(Entries shown)

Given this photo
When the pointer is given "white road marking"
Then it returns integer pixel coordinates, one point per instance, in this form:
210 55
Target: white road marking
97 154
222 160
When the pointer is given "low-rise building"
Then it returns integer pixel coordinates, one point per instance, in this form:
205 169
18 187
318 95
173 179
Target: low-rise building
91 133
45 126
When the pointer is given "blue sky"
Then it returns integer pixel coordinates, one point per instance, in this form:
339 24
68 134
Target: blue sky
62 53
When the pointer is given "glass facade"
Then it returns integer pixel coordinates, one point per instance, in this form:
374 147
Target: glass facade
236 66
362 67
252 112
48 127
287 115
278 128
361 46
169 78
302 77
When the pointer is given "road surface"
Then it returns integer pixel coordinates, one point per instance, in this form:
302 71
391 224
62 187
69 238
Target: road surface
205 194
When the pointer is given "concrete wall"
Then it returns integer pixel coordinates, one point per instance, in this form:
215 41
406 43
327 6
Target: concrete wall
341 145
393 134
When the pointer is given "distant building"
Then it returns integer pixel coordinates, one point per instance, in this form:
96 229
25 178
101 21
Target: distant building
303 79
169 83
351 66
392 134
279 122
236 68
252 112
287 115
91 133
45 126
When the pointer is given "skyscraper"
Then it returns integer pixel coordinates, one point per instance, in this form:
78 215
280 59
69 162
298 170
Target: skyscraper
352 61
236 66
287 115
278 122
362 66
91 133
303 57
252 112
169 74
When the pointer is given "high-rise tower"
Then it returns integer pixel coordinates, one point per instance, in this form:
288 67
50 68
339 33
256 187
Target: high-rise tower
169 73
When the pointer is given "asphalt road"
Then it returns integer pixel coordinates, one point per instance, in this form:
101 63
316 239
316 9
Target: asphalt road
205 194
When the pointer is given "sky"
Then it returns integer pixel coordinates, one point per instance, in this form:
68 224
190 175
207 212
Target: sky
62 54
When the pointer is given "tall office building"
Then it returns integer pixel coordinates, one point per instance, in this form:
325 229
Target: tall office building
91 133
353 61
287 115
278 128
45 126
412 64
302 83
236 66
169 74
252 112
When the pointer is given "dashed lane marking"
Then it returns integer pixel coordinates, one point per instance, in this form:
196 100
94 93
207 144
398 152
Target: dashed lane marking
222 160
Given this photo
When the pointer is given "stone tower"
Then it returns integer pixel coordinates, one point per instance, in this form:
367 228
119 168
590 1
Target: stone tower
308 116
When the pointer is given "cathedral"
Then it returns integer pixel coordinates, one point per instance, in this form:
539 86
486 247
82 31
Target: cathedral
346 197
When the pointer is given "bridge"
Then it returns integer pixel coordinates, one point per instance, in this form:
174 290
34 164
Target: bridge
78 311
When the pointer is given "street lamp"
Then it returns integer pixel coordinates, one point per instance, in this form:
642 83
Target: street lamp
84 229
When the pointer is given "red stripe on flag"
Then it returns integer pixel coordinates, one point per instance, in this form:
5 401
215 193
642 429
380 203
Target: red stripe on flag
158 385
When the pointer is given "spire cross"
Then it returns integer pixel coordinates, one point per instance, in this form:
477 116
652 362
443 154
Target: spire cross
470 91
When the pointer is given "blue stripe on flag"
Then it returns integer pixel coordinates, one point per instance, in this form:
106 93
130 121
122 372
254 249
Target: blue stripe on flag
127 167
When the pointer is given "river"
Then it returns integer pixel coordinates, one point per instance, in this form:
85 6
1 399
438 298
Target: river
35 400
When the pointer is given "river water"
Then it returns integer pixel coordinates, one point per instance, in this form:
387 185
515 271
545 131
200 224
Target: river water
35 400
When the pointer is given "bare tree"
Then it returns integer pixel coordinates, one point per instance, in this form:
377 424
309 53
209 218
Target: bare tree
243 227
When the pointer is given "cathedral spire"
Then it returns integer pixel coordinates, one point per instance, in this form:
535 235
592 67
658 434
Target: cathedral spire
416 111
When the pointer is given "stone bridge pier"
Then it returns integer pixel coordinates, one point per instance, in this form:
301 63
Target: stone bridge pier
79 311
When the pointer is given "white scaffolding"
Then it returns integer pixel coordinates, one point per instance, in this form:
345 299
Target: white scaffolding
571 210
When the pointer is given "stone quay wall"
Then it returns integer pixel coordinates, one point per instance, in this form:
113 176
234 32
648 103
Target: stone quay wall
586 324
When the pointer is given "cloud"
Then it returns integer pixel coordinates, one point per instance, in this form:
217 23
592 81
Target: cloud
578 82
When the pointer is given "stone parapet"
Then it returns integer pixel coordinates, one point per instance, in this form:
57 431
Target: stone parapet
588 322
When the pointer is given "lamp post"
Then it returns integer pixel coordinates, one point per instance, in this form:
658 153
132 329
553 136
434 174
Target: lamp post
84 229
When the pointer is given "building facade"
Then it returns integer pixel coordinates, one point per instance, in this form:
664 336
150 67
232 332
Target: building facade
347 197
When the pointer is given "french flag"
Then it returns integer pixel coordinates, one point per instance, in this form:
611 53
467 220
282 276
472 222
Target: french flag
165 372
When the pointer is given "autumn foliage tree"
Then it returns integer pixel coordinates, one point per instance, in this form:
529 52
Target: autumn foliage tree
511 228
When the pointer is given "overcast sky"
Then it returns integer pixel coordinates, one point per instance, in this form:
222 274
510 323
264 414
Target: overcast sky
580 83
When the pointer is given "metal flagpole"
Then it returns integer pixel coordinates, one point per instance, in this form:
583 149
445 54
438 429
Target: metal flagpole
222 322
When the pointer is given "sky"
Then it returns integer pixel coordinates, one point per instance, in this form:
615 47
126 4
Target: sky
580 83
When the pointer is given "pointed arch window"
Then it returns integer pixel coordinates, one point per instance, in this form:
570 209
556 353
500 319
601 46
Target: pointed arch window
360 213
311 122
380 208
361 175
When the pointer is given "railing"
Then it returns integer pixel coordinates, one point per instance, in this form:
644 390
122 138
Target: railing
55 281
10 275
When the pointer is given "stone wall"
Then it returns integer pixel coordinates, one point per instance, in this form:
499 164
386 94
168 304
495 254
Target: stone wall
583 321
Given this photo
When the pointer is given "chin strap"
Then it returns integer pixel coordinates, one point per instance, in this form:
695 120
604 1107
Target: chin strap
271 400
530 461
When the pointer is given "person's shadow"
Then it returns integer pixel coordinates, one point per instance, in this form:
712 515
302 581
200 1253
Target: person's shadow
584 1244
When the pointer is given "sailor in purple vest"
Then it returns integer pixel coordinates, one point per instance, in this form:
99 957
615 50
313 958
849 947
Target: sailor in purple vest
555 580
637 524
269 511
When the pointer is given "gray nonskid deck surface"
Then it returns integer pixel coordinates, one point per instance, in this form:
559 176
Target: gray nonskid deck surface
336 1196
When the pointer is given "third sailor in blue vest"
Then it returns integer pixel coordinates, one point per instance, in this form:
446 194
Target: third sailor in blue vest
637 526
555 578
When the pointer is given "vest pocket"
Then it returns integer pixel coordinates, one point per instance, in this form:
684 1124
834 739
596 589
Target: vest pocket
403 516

(End Entries shown)

# Required action
Once more, give all the records exactly as they were written.

# Solution for this exercise
Given this photo
When the pointer is given "white road marking"
Then it returns integer pixel coordinates, one point per instance, in this form:
210 55
Target: white road marking
97 154
222 160
When the pointer is given "low-rise building"
Then it returns integer pixel coordinates, one point per instance, in this form:
205 169
18 187
318 95
173 179
Target: low-rise building
91 133
45 126
When the pointer is given "blue sky"
Then it returns integer pixel coordinates, one point per instance, in this form:
339 24
68 134
Target: blue sky
62 53
When the pointer is given "glass facade"
Then it returns integer pixel coordinates, one point per instance, in this form:
374 147
Target: glass facade
236 66
362 67
252 112
48 127
287 115
278 128
361 46
169 78
302 77
When the pointer is given "road surface"
Then it returns integer pixel coordinates, one point per instance, in this form:
302 71
391 224
62 187
69 238
Target: road surface
205 194
When the pointer is given "concrete wall"
Then it returns integer pixel coordinates, one point per instance, in this form:
215 41
406 43
327 6
Target: concrete wall
341 145
393 134
When the pointer is given "distant building"
Then it returns integer pixel coordinates, one point per instance, in this form:
96 229
25 178
101 21
Target: distant building
303 79
169 83
351 66
392 134
279 122
236 68
252 112
287 115
91 133
45 126
When the pointer is given "skyscraper"
Then it returns integer pixel coordinates, one point per instance, in this form:
78 215
280 59
69 162
298 170
Target: skyscraper
352 61
236 66
287 115
278 122
362 66
91 133
303 57
252 112
169 74
When the pointer is given "high-rise tower"
Then it returns integer pixel coordinates, one point per instance, in this form:
288 67
50 68
339 33
256 187
Target: high-rise tower
169 73
When the pointer is given "asphalt road"
Then it returns integer pixel coordinates, one point per instance, in this form:
101 63
316 239
316 9
Target: asphalt road
205 194
When the pointer is given "sky"
Then it returns integer pixel coordinates, one point per instance, in this form:
68 224
190 175
207 212
Target: sky
62 54
When the pointer is given "tall office building"
Then it returns integer pixel coordinates, one point per instance, in this form:
325 229
Target: tall office building
91 133
353 61
287 115
278 128
45 126
412 64
302 83
236 66
169 74
252 112
When the pointer is given "dashed lane marking"
Then it returns integer pixel coordinates, one point per instance, in this form:
196 100
94 93
207 144
398 152
Target: dashed lane marking
222 160
Given this photo
When the pointer is given "stone tower"
Then it returns integer pixel coordinates, one point per instance, in this form:
367 228
119 168
590 1
Target: stone tower
308 116
When the pointer is given "cathedral"
Then it returns integer pixel coordinates, one point per instance, in this form:
539 86
486 247
82 31
Target: cathedral
346 197
When the pointer is given "bridge"
Then it returns integer pixel coordinates, one point per instance, in this form:
174 290
34 164
Target: bridge
78 311
When the pointer is given "street lamp"
Then it returns integer pixel coordinates, one point per instance, in this form:
642 83
Target: street lamp
84 229
When the pointer is given "red stripe on flag"
Then it returns integer pixel coordinates, one point per instance, in this form:
5 401
215 193
642 429
380 203
Target: red stripe on flag
158 385
When the pointer is given "spire cross"
Then it returns integer pixel coordinates, one point per instance, in this form:
477 116
652 362
443 154
Target: spire cross
470 91
When the pointer is given "blue stripe on flag"
Then it returns integer pixel coordinates, one point per instance, in this form:
106 93
130 121
122 372
254 249
Target: blue stripe on flag
127 167
When the pointer is given "river"
Then it returns integer pixel coordinates, one point per instance, in this form:
85 6
1 399
438 298
Target: river
35 400
When the pointer is given "river water"
Then it returns integer pixel coordinates, one point per instance, in this form:
387 185
515 271
545 131
200 224
Target: river water
35 400
When the pointer is given "bare tree"
Then it returns integer pixel coordinates, one point per instance, in this form:
377 424
309 53
209 218
Target: bare tree
243 227
When the pointer is given "cathedral spire"
Then it returns integer pixel coordinates, one point per instance, in this form:
535 235
592 67
658 434
Target: cathedral spire
416 111
When the pointer is given "stone bridge pier"
Then it returns integer pixel coordinates, one point per instance, in this form:
301 63
Target: stone bridge pier
79 311
When the pointer is given "white scaffolding"
Then it returns integer pixel coordinates, one point per instance, in this form:
345 299
Target: white scaffolding
571 210
When the pointer is given "stone quay wall"
Then it returns integer pixel coordinates, one point per instance, in this form:
113 176
234 32
648 103
Target: stone quay wall
586 324
When the pointer is given "cloud"
Then it returns integer pixel coordinates, one point per instance, in this form:
217 23
592 81
Target: cloud
578 82
When the pointer is given "stone parapet"
Then it returns integer pixel coordinates, one point per instance, in this form:
57 431
Target: stone parapet
588 322
When the pointer is given "lamp post"
Then it returns integer pixel coordinates, one point per instance, in this form:
658 153
132 329
553 136
434 174
Target: lamp post
84 229
When the pointer is given "building facade"
Then it returns integer pixel coordinates, one point per instance, in this form:
664 336
150 67
232 332
Target: building facade
347 197
When the pointer is given "french flag"
Then it returns integer pixel coordinates, one point per instance, in this form:
611 53
467 220
282 276
472 222
Target: french flag
165 372
When the pointer is given "autumn foliage tree"
Then it returns integer pixel coordinates, one point per instance, in this form:
529 52
Target: autumn foliage tree
511 228
When the pointer is given "overcast sky"
Then it returns integer pixel coordinates, one point per instance, in this form:
222 274
510 323
264 414
Target: overcast sky
580 83
When the pointer is given "metal flagpole"
Then it returns integer pixel coordinates, one point per instance, in this form:
583 149
445 54
438 429
Target: metal flagpole
222 322
When the pointer is given "sky"
Then it returns integer pixel coordinates, one point per instance, in this form:
615 47
126 4
Target: sky
580 83
When the pointer is given "pointed arch window"
Then it returns integer pixel coordinates, one point per instance, in this form:
570 209
556 353
500 319
601 46
Target: pointed arch window
360 213
311 122
380 208
361 175
When the pointer is given "railing"
Then it returns integer pixel coordinates, one point per instance, in this form:
644 390
122 138
Target: railing
55 281
10 275
When the pointer is given "stone wall"
Then it returns integer pixel coordinates, one point per instance, in this form:
499 164
386 94
168 304
495 254
Target: stone wall
583 321
Given this photo
When the pointer is given "chin strap"
Then it returns integer pixel coordinates, one point per instance, in this form:
695 120
604 1107
Target: chin strap
271 400
530 461
When the pointer is given "person's shadow"
Then it returns integer pixel coordinates, one point per instance, in this form:
712 515
302 581
200 1253
Target: person's shadow
584 1244
When the pointer is given "sailor in purple vest"
Then it returns integer pixel coordinates, one point per instance, in this form:
99 957
615 50
313 958
849 947
Target: sailor in purple vest
555 580
637 524
269 511
When the pointer is given "gray nonskid deck surface"
Then it returns integer pixel coordinates, one point per instance, in this form:
559 176
Target: gray nonskid deck surface
336 1196
When the pointer is given "third sailor in blue vest"
Then it returns integer pixel coordinates, one point per instance, in this form:
446 194
Target: third sailor in blue vest
637 526
555 578
When the pointer is given "vest pocket"
Then it returns integer pixel coordinates, one point per instance, in this form:
684 1124
834 739
596 589
Target: vest pocket
403 516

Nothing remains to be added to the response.